Both the line containing "Per instance of the rider's" and the last line of the listing are included: write out exactly the lines from one to the other.

○ ○ ○ ○ ○ ○ ○

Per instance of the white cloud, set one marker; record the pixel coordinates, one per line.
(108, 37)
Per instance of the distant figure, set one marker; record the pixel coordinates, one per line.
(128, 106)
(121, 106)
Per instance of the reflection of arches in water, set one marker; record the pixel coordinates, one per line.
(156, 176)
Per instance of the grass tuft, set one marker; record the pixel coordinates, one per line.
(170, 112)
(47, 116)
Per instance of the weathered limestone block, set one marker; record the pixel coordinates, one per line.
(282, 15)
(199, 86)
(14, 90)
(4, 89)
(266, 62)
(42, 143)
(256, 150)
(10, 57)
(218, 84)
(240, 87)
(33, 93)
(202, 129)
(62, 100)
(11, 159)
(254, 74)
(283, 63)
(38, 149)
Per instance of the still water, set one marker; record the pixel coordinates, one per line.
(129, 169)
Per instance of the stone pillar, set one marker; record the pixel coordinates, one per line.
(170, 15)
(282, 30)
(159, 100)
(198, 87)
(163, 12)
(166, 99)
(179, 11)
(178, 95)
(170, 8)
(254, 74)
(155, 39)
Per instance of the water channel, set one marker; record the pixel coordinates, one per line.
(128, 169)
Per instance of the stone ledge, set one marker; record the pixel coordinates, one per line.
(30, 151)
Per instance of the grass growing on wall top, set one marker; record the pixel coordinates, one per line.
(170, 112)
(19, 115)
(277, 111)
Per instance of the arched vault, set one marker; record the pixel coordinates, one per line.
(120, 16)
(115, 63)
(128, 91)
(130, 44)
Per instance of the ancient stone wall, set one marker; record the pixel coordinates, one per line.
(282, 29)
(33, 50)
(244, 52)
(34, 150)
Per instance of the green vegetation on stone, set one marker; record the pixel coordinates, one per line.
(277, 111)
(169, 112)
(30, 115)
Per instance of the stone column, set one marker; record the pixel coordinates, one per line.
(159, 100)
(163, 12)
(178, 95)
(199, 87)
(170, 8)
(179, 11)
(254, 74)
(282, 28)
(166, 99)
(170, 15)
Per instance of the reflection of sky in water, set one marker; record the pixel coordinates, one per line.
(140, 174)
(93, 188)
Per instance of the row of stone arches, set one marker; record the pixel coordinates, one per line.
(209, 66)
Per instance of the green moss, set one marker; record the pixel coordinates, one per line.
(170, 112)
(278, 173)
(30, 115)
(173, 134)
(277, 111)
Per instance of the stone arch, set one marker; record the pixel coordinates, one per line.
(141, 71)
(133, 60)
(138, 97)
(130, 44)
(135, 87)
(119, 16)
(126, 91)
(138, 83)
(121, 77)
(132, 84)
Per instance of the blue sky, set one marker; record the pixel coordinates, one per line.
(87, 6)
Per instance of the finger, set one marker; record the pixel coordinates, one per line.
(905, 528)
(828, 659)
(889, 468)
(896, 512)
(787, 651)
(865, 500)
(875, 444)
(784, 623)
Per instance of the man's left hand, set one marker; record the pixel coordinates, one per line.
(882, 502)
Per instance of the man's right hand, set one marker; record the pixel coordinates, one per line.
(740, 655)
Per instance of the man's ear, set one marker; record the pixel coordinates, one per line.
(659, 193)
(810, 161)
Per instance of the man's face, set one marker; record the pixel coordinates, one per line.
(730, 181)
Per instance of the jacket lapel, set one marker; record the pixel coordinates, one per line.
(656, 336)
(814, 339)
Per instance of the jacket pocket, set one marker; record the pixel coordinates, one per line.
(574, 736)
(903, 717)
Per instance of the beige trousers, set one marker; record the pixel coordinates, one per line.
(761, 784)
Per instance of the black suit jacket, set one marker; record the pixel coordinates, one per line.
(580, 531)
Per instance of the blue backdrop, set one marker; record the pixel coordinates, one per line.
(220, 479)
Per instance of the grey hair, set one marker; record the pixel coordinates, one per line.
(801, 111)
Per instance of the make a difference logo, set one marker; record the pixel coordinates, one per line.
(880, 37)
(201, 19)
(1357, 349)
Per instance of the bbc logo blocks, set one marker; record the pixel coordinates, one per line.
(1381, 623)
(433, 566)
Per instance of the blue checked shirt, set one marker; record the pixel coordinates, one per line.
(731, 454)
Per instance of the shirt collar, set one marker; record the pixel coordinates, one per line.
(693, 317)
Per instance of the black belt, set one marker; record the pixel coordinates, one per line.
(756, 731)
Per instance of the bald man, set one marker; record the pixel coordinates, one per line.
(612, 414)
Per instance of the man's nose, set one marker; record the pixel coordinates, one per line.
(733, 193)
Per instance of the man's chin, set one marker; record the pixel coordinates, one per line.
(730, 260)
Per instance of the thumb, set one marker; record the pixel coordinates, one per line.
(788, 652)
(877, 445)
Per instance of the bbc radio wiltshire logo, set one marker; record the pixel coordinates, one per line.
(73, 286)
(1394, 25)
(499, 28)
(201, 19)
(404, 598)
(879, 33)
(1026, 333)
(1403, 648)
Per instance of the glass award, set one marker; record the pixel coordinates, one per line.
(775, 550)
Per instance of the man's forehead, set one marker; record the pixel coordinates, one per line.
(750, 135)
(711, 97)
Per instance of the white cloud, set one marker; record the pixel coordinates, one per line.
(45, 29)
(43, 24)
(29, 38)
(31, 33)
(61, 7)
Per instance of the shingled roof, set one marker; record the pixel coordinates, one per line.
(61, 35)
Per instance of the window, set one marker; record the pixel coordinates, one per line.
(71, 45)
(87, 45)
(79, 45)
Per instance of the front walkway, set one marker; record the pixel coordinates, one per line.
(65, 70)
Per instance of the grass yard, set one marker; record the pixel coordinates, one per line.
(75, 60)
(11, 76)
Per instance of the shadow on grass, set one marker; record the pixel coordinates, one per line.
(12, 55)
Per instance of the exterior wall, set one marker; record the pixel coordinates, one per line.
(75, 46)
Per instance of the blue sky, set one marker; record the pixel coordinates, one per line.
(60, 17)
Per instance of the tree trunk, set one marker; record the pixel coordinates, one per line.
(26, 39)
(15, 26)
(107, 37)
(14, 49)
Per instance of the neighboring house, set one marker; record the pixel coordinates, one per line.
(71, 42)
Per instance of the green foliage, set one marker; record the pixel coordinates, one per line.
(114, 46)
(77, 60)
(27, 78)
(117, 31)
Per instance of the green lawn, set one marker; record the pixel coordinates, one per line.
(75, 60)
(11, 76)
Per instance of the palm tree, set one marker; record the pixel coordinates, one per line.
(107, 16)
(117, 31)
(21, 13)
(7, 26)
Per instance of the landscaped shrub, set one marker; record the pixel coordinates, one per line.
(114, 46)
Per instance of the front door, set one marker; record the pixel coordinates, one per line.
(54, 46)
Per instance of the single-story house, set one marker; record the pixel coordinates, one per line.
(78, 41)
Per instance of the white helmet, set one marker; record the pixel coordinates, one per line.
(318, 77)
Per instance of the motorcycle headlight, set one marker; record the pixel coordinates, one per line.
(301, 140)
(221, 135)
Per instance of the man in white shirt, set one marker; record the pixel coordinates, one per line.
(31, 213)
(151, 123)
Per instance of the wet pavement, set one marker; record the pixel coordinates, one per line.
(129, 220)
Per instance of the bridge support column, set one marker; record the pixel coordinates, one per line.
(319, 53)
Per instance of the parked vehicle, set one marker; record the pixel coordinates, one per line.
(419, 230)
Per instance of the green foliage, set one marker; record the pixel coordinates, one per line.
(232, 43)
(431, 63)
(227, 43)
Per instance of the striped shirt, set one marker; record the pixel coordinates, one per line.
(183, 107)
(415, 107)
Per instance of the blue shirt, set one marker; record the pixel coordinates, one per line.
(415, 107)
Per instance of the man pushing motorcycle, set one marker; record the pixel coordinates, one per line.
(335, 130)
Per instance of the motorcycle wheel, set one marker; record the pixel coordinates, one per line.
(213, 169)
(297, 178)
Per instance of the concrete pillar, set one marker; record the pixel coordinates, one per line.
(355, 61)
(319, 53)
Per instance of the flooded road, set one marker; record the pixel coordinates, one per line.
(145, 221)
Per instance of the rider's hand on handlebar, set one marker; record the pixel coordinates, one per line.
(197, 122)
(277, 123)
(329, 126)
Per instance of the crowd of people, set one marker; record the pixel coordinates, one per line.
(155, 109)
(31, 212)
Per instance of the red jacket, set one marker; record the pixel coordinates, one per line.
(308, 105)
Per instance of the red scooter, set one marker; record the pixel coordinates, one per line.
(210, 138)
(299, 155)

○ ○ ○ ○ ○ ○ ○

• **Solution to this problem**:
Per instance of the rider's hand on handlebar, set one marker; record the pixel coordinates, one per line.
(197, 122)
(277, 123)
(329, 126)
Per instance of the crowd of people, set one marker; record the pixel coordinates, one per line.
(155, 109)
(31, 212)
Per instance of the red jacket, set one marker; record the pixel coordinates, one per line.
(308, 105)
Per instance of the red scooter, set one marker; record the pixel coordinates, one per line.
(210, 138)
(299, 155)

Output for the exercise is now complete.